[START OF Text passage]
There's probably as much chance of Jupiter's gravity throwing an object *onto* a collision course with earth, as there is of it throwing something *off* such a course. Admittedly, anything that gets too close to Jupiter probably gets swallowed up completely.
Even worse would be if Jupiter fragmented a large single body into lots of smaller (but still significant) bodies. One of the pieces might do a bit less damage during an earth impact than the whole would have, but having more of them out there might increase the chance of an impact occuring at all. Old man Jupiter might be a mixed blessing.
Yikes! This makes that movie Deep Impact look like a walk in the park.
I think this would be a good opportunity to point out humanity's urgent need to diversify their planetary portfolio.
I don't think so. Every time Jupiter absorbs something, that's one less thing we have to worry about hitting Earth. Period. I will agree that in some circumstances it could bend the trajectory of something into us, but that's balanced by the trajectories that it bends away from us. (Jupiter's not aiming space debris at us.)
Well if Jupiter wasn't there there would be no astroid belt between mars and jupiter, Which is a potentional threat to us.
Maybe. But if Jupiter was not there, there would be a ZERO chance of Jupiter perturbing the object onto a collision course with us. In other words, if the comet has not crossed Earth orbit in the last 4.5 billion years, it is not likely too. But perturbations change the orbit...
While I agree in principal that Jupiter can throw things at us, I doubt that the chance of one getting thrown toward us is anything like the same as it getting deflected away, simply because there are going to be far more trajectories that won't hit earth than will. Think about it, across those distances Jupiter would have to deflect it into an arc that measures less than a degree, if we assume that it can only deflect it into a region with an arc of 90 degrees, thats 89:1 against it hitting us. That's without even factoring in the potential for it to simply eat the threat like it appears to have done to this object.
[END OF Text passage]
→ What to work on
A: Name every planet mentioned in the Jupiter thread.
B: In the Jupiter thread, what odds against an object hitting Earth follow from assuming Jupiter can only deflect it into a 90-degree arc?
C: Carry on the Jupiter thread from its last post.
[START OF Entries provided]
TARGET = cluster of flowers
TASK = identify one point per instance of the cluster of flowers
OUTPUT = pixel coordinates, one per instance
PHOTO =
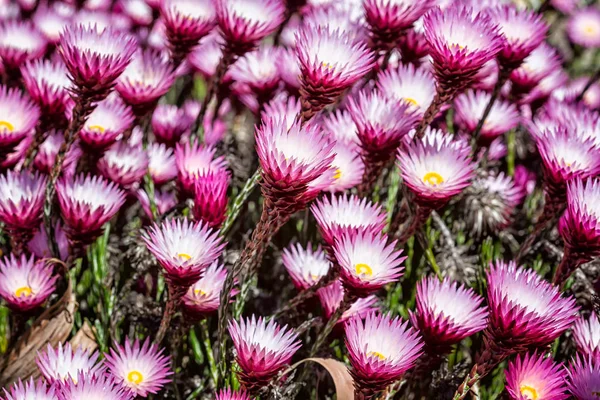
(342, 92)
[END OF Entries provided]
→ Task results
A: Jupiter, Earth, Mars

B: 89:1 against it hitting Earth.

C:
Jupiter helps remove potentially dangerous orbiting bodies. If a comet or asteroid approaches Jupiter closely enough, the tidal forces it experiences from Jupiter's gravity can break it into pieces, as happened for Comet Shoemaker-Levy. When this happens, energy goes into the object; this energy is drained away from the object's orbital energy. So the object slows down, and (depending on how much orbital energy it has lost) often ends up orbiting Jupiter instead of orbiting the Sun, as it originally was. Once an object is orbiting Jupiter, it is no longer a threat to Earth
One: There's no way the chances that it diverts an object at earth is even close to the chances it diverts it away o simply pulls it into orbit or directly into Jupitor.
Two: Just how do you imagine Jupiter would "fragment" an object. IF this rediculous claim was to ever happen the fragments would not escape Jupitors pull.
My advice, learn some basic physics.
It might be correct that there are fewer trajectories hitting Earth than avoiding ones.
but then an object coming this way is much less likely to originally have been on a hit trajectory if Jupiter wasn't there.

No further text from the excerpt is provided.